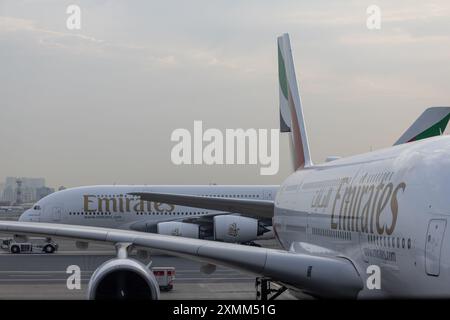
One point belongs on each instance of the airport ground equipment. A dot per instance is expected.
(29, 245)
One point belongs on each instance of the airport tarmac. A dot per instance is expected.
(43, 276)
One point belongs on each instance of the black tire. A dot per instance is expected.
(15, 249)
(49, 249)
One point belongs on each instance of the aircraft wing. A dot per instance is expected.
(249, 207)
(318, 275)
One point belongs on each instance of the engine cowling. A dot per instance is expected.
(123, 279)
(181, 229)
(237, 229)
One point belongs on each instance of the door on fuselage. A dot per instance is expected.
(433, 245)
(56, 214)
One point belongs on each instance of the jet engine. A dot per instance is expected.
(123, 278)
(237, 229)
(182, 229)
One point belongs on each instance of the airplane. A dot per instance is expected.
(384, 210)
(111, 206)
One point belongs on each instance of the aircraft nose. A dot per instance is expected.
(25, 216)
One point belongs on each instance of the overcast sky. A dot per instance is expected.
(98, 105)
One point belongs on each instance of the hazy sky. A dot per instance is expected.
(98, 105)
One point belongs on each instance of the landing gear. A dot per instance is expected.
(264, 290)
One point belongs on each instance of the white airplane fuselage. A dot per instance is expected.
(110, 206)
(388, 208)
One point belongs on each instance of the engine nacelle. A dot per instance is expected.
(236, 229)
(123, 279)
(181, 229)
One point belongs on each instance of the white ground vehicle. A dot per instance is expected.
(29, 245)
(165, 277)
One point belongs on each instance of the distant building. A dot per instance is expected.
(24, 190)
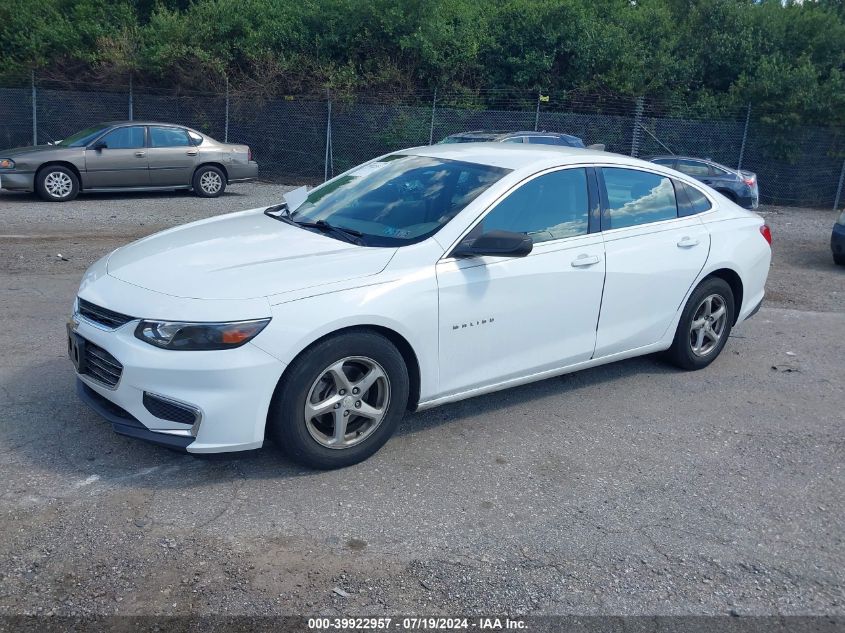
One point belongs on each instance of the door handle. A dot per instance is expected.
(585, 260)
(687, 242)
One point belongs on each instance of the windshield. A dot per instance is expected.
(80, 139)
(398, 200)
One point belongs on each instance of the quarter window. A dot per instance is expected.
(693, 168)
(550, 207)
(168, 137)
(124, 138)
(637, 197)
(690, 200)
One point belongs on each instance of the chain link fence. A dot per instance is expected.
(308, 138)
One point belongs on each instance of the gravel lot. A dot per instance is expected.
(707, 493)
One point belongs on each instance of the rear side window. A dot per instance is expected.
(693, 168)
(168, 137)
(637, 197)
(690, 199)
(550, 207)
(124, 138)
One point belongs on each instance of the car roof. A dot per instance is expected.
(518, 156)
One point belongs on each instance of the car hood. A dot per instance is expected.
(241, 256)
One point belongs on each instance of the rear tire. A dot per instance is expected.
(209, 181)
(340, 401)
(705, 325)
(55, 183)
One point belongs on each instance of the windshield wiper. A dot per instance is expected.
(282, 213)
(349, 235)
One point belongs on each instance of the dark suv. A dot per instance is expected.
(739, 186)
(542, 138)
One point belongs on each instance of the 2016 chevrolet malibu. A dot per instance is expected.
(422, 277)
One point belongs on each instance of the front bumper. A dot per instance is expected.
(17, 180)
(240, 172)
(230, 390)
(837, 240)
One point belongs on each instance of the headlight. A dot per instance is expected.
(198, 336)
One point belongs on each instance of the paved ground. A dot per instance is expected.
(627, 489)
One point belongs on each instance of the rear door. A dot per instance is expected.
(120, 159)
(502, 318)
(653, 257)
(173, 157)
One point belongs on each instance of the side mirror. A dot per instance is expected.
(496, 244)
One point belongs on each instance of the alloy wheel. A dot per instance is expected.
(211, 182)
(347, 402)
(58, 184)
(708, 325)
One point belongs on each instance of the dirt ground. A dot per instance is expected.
(626, 489)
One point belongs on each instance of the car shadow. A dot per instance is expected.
(46, 427)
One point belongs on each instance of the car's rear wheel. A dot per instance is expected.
(340, 401)
(55, 183)
(209, 181)
(705, 325)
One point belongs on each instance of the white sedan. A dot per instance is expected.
(423, 277)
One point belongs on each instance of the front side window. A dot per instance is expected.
(549, 207)
(637, 197)
(693, 168)
(124, 138)
(168, 137)
(400, 199)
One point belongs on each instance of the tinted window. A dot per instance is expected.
(637, 197)
(168, 137)
(693, 168)
(81, 139)
(545, 140)
(399, 201)
(547, 208)
(690, 200)
(124, 138)
(668, 162)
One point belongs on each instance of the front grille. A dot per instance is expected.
(103, 316)
(101, 366)
(166, 409)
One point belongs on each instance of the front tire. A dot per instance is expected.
(705, 325)
(57, 184)
(209, 182)
(340, 401)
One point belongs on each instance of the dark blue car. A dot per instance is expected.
(837, 240)
(739, 186)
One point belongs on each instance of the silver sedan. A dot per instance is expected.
(127, 156)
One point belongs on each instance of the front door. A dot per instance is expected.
(172, 156)
(501, 318)
(653, 257)
(118, 159)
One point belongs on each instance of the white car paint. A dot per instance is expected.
(473, 325)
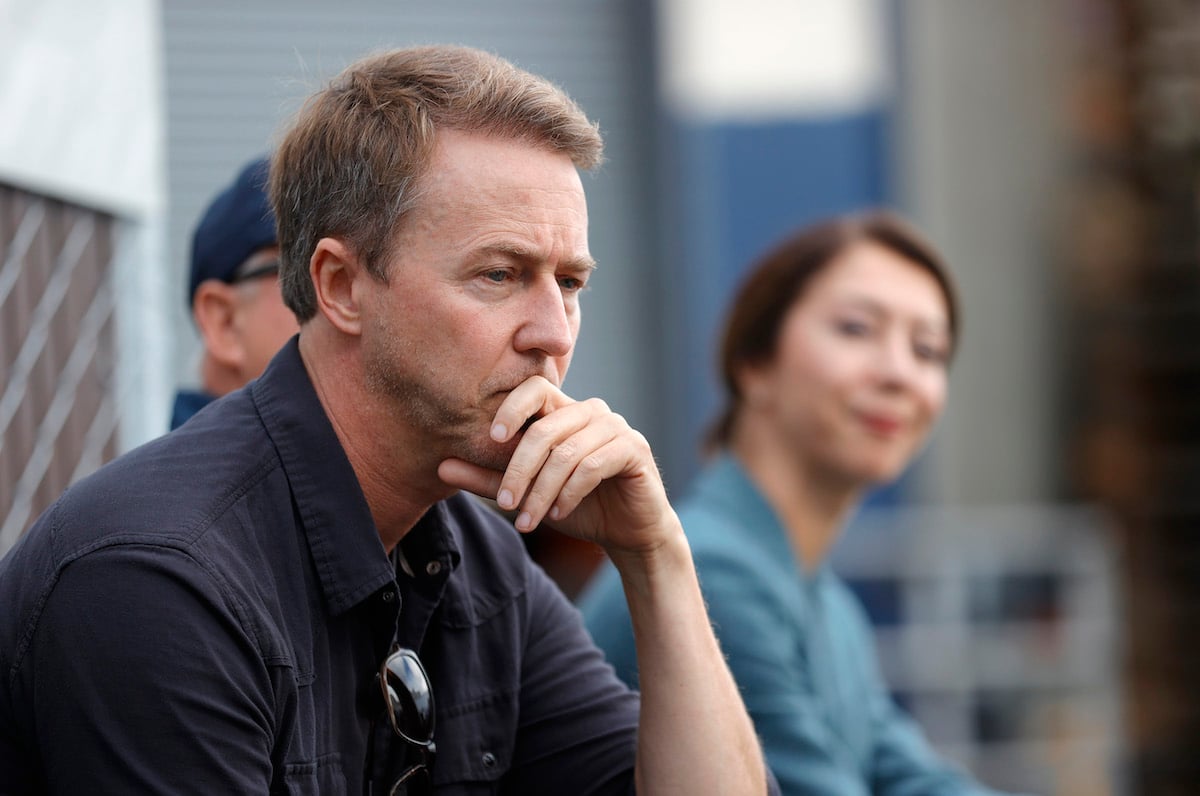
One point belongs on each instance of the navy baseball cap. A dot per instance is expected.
(238, 223)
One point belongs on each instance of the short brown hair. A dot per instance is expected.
(779, 279)
(352, 162)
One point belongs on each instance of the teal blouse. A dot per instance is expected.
(799, 646)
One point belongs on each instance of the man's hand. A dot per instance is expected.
(579, 466)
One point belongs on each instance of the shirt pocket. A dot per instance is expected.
(475, 741)
(321, 776)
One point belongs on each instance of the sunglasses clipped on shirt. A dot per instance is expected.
(408, 699)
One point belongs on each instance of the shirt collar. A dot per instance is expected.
(342, 538)
(726, 486)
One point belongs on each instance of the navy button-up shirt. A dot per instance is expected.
(208, 615)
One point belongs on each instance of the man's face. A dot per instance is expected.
(263, 322)
(484, 291)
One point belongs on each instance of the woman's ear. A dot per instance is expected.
(215, 309)
(334, 270)
(753, 381)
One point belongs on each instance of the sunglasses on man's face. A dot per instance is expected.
(256, 271)
(409, 701)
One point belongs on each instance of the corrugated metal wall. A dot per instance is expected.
(58, 414)
(235, 71)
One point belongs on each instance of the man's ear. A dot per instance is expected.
(214, 307)
(336, 273)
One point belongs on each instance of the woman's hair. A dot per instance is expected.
(352, 162)
(779, 279)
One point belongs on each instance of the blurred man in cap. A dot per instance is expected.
(234, 291)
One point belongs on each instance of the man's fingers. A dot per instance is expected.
(528, 401)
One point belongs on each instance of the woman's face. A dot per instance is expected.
(859, 375)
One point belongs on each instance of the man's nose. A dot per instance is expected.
(547, 325)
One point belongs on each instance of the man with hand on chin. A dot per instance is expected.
(291, 593)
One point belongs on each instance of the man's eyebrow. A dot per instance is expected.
(528, 255)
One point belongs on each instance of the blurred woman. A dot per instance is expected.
(834, 364)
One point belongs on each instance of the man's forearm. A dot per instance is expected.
(695, 735)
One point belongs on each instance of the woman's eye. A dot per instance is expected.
(853, 328)
(929, 353)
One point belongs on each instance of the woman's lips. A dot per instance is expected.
(881, 424)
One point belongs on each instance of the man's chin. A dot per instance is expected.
(491, 454)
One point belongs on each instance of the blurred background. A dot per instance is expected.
(1035, 579)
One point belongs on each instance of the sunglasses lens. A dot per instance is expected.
(409, 698)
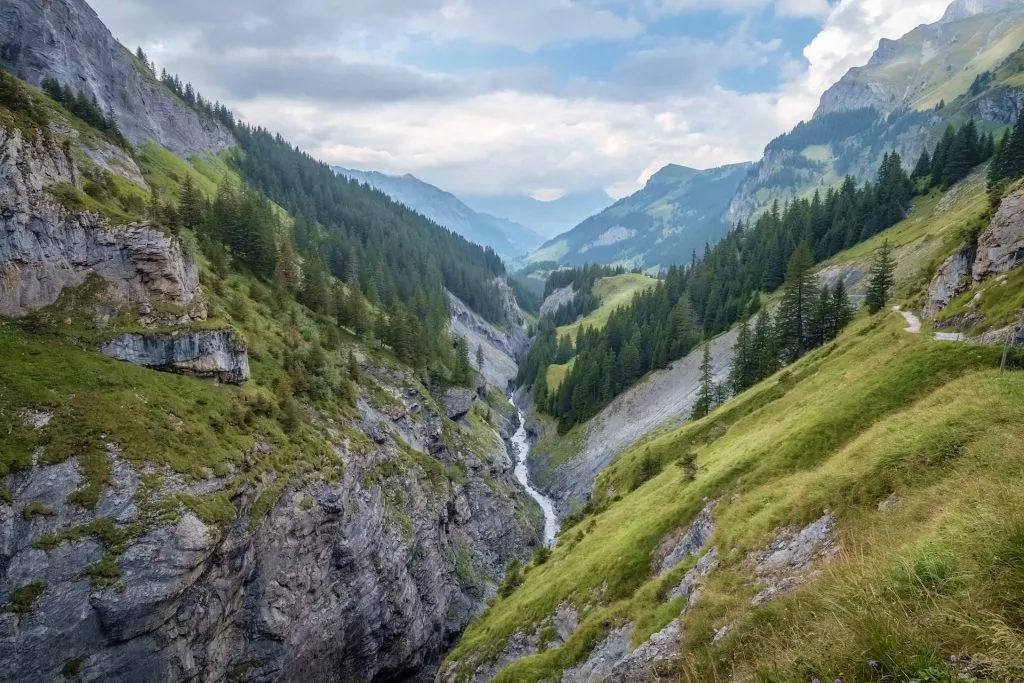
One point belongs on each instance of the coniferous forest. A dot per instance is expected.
(693, 303)
(352, 253)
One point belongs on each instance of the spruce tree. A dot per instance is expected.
(764, 348)
(706, 393)
(941, 155)
(924, 166)
(1014, 160)
(821, 318)
(997, 169)
(740, 375)
(842, 311)
(799, 295)
(881, 283)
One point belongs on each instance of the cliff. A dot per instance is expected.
(360, 575)
(65, 40)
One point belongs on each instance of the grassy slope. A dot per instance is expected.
(613, 292)
(193, 427)
(557, 373)
(935, 227)
(878, 412)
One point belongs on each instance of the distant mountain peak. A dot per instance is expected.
(507, 238)
(962, 9)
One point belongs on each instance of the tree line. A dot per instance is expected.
(582, 281)
(952, 158)
(806, 318)
(351, 253)
(694, 303)
(1008, 159)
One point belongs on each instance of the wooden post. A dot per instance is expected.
(1006, 348)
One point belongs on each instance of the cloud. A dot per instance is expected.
(511, 142)
(526, 25)
(331, 77)
(786, 8)
(852, 32)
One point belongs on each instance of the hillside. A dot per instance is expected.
(243, 436)
(964, 67)
(548, 218)
(881, 495)
(508, 239)
(567, 466)
(678, 212)
(862, 488)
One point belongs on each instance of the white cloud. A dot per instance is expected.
(852, 32)
(511, 142)
(505, 132)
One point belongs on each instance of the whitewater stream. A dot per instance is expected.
(520, 450)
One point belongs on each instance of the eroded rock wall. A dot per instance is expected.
(364, 577)
(65, 40)
(44, 248)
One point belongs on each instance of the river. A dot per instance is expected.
(520, 451)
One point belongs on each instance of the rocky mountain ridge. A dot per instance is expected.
(679, 210)
(66, 40)
(357, 546)
(508, 239)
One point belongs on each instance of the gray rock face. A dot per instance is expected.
(1000, 246)
(205, 353)
(642, 664)
(997, 250)
(952, 279)
(557, 299)
(352, 580)
(690, 541)
(962, 9)
(65, 40)
(785, 562)
(457, 401)
(43, 249)
(664, 399)
(603, 657)
(502, 348)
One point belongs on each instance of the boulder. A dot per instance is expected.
(206, 353)
(1000, 246)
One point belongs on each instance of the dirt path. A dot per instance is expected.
(913, 327)
(912, 322)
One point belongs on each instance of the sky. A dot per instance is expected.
(500, 97)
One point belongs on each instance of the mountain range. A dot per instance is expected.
(550, 218)
(505, 237)
(902, 99)
(679, 210)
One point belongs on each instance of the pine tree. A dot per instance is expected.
(798, 299)
(842, 311)
(962, 157)
(192, 206)
(706, 394)
(354, 373)
(764, 347)
(742, 373)
(881, 283)
(821, 318)
(923, 168)
(997, 169)
(1014, 160)
(941, 155)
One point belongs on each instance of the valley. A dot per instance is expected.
(268, 419)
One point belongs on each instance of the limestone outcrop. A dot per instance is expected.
(218, 354)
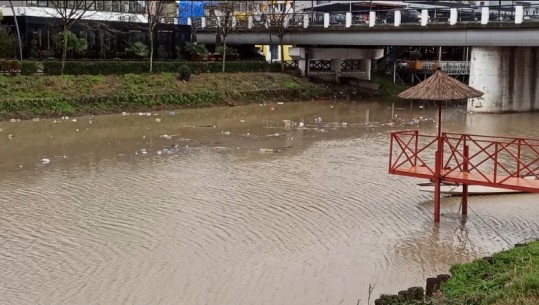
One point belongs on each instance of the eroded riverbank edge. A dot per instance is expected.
(507, 277)
(26, 97)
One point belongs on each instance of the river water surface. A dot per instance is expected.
(198, 209)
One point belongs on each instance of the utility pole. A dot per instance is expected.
(17, 27)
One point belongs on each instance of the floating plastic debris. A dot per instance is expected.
(268, 150)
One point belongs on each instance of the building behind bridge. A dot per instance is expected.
(110, 29)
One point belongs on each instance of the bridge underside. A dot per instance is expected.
(403, 36)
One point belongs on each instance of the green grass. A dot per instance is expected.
(41, 95)
(512, 275)
(510, 278)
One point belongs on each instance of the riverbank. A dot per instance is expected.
(24, 97)
(507, 278)
(45, 96)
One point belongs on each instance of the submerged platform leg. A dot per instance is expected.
(464, 200)
(437, 200)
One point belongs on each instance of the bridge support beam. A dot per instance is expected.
(509, 77)
(337, 56)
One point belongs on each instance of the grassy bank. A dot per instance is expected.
(507, 278)
(30, 96)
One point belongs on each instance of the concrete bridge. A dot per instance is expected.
(504, 60)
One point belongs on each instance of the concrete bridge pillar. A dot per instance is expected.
(336, 68)
(366, 67)
(509, 77)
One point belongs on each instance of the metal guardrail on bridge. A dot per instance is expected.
(516, 14)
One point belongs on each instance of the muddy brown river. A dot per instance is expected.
(227, 206)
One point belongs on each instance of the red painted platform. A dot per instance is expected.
(500, 162)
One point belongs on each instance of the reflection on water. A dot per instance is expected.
(125, 215)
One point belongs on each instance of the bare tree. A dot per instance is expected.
(224, 15)
(156, 13)
(69, 13)
(280, 17)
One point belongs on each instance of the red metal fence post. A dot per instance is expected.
(465, 186)
(437, 177)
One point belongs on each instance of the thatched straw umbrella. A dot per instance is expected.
(440, 87)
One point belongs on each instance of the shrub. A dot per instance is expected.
(14, 66)
(28, 68)
(194, 48)
(184, 73)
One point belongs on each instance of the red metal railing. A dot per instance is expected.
(468, 159)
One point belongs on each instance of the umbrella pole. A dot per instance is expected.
(438, 165)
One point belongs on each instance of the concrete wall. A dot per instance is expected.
(509, 77)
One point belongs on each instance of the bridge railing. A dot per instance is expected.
(481, 15)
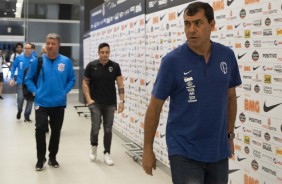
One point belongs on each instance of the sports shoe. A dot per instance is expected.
(93, 153)
(53, 163)
(27, 120)
(108, 160)
(40, 165)
(19, 115)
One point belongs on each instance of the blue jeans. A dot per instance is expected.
(188, 171)
(20, 101)
(97, 113)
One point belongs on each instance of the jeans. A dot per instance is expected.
(188, 171)
(56, 118)
(20, 101)
(97, 113)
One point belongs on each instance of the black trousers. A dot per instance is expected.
(56, 118)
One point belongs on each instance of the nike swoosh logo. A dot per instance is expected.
(162, 17)
(232, 170)
(229, 2)
(269, 108)
(242, 55)
(254, 68)
(179, 13)
(240, 159)
(237, 25)
(185, 73)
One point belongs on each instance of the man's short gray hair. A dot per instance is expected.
(54, 36)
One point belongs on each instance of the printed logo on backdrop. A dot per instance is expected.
(250, 180)
(268, 170)
(267, 147)
(242, 117)
(257, 88)
(267, 21)
(254, 165)
(252, 105)
(267, 136)
(243, 13)
(247, 150)
(255, 56)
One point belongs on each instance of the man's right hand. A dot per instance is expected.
(90, 102)
(12, 82)
(149, 161)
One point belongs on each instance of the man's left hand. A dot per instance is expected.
(120, 107)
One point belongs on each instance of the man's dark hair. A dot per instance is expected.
(195, 7)
(102, 45)
(32, 45)
(19, 44)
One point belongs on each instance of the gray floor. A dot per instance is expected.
(18, 153)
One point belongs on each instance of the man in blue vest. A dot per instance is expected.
(54, 82)
(21, 63)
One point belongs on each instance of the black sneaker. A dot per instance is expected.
(53, 163)
(27, 120)
(40, 164)
(19, 115)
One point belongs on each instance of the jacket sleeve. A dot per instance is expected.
(14, 66)
(70, 78)
(29, 78)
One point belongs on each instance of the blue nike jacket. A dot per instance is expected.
(55, 80)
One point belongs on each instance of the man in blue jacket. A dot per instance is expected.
(21, 63)
(199, 77)
(54, 81)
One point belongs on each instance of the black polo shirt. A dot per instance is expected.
(102, 81)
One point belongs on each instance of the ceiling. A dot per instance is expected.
(8, 7)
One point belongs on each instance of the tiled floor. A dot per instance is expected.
(18, 153)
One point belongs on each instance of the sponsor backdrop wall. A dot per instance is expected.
(140, 33)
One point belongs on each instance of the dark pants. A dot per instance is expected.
(187, 171)
(97, 113)
(56, 118)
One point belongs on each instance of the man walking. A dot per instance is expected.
(55, 80)
(100, 92)
(21, 63)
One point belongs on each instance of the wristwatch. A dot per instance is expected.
(231, 136)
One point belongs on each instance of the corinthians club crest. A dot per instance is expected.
(61, 67)
(110, 69)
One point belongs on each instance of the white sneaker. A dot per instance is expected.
(93, 153)
(108, 160)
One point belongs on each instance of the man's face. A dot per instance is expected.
(52, 46)
(104, 53)
(27, 50)
(198, 29)
(19, 49)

================

» **Task details**
The answer must be the line containing "One point belongs on each instance of the man walking." and every line after it through the last line of the records above, repeated exactly.

» **Response to this task**
One point belongs on each instance of the man walking. A dot per instance is expected.
(55, 80)
(100, 92)
(21, 63)
One point belongs on each instance of the wristwatch. A dot per instance is expected.
(231, 136)
One point belongs on each instance of the corinthians club crest. A dot per instance is expected.
(61, 67)
(110, 69)
One point belongs on each instance of the white sneaker. A dot per instance is expected.
(93, 153)
(108, 160)
One point belongs on each instance of the man's face. A dot per instance is expected.
(52, 46)
(104, 53)
(27, 50)
(198, 29)
(19, 49)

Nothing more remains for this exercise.